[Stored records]

☆ ☆ ☆ ☆

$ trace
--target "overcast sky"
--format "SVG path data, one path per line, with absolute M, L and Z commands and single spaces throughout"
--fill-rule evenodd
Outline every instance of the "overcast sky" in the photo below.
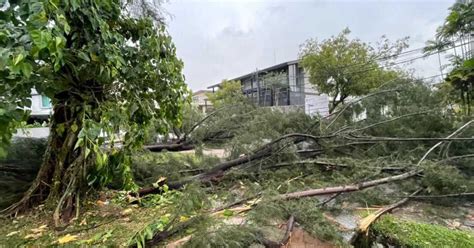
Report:
M 242 74 L 298 57 L 309 38 L 323 40 L 349 27 L 351 37 L 376 42 L 409 36 L 422 47 L 454 1 L 170 0 L 168 30 L 184 61 L 186 82 L 205 89 Z M 416 56 L 416 55 L 414 55 Z M 437 56 L 407 68 L 440 74 Z

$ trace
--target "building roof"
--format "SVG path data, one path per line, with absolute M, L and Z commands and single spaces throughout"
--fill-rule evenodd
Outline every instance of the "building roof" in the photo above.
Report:
M 198 90 L 196 92 L 193 92 L 193 95 L 199 95 L 202 93 L 212 93 L 212 90 Z
M 232 81 L 232 80 L 242 80 L 242 79 L 244 79 L 244 78 L 253 76 L 255 73 L 269 72 L 269 71 L 277 70 L 277 69 L 280 69 L 280 68 L 285 68 L 285 67 L 287 67 L 287 66 L 289 66 L 289 65 L 298 64 L 298 62 L 299 62 L 299 60 L 286 61 L 286 62 L 283 62 L 283 63 L 280 63 L 280 64 L 276 64 L 276 65 L 267 67 L 267 68 L 265 68 L 265 69 L 260 69 L 260 70 L 257 70 L 257 71 L 255 71 L 255 72 L 247 73 L 247 74 L 245 74 L 245 75 L 242 75 L 242 76 L 239 76 L 239 77 L 230 79 L 230 80 L 231 80 L 231 81 Z M 211 86 L 209 86 L 209 87 L 207 87 L 207 88 L 208 88 L 208 89 L 212 89 L 212 88 L 215 88 L 215 87 L 219 87 L 220 85 L 221 85 L 221 83 L 218 83 L 218 84 L 211 85 Z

☆ ☆ ☆ ☆

YOUR OBJECTIVE.
Treating the line with "the photo above." as the last line to include, retype the records exactly from their first line, excluding pictures.

RESULT OF THE EXERCISE.
$ trace
--target "overcast sky"
--format "SVG path data, one path per line, with absolute M, L and Z commands and single spaces throughout"
--fill-rule evenodd
Outline every instance of the "overcast sky" in the photo below.
Report:
M 242 74 L 298 57 L 309 38 L 323 40 L 349 27 L 351 37 L 376 42 L 409 36 L 422 47 L 454 1 L 170 0 L 168 30 L 184 61 L 186 82 L 205 89 Z M 416 56 L 416 55 L 414 55 Z M 437 56 L 407 68 L 440 74 Z

$ trace
--target "building roof"
--format "SVG path data, one path per line, with absolute M, L and Z commands and single spaces throughout"
--fill-rule evenodd
Outline every instance of the "building roof" in the photo above.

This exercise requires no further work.